MATERIAL FOR THIS EXERCISE –
+++++
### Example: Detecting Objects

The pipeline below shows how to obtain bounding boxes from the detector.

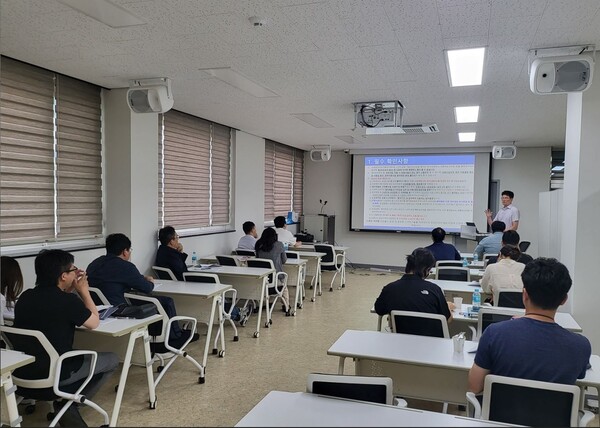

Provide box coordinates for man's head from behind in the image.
[106,233,131,260]
[431,227,446,242]
[273,215,285,229]
[521,257,572,310]
[492,221,506,233]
+++++
Rewrite every line of the records above as a Markdown table with the columns "Row" and "Record Line," numbering each row and omitting blank lines. Exclude the pictures from the table.

| Row | Record Line |
|---|---|
| 1 | ### Example: Detecting Objects |
| 2 | The pipeline below shows how to obtain bounding boxes from the detector. |
| 3 | Provide box coordinates for man's head from behind in the image. |
| 4 | [106,233,131,260] |
| 5 | [431,227,446,242] |
| 6 | [273,215,285,229] |
| 7 | [521,257,572,310] |
| 8 | [492,221,506,233] |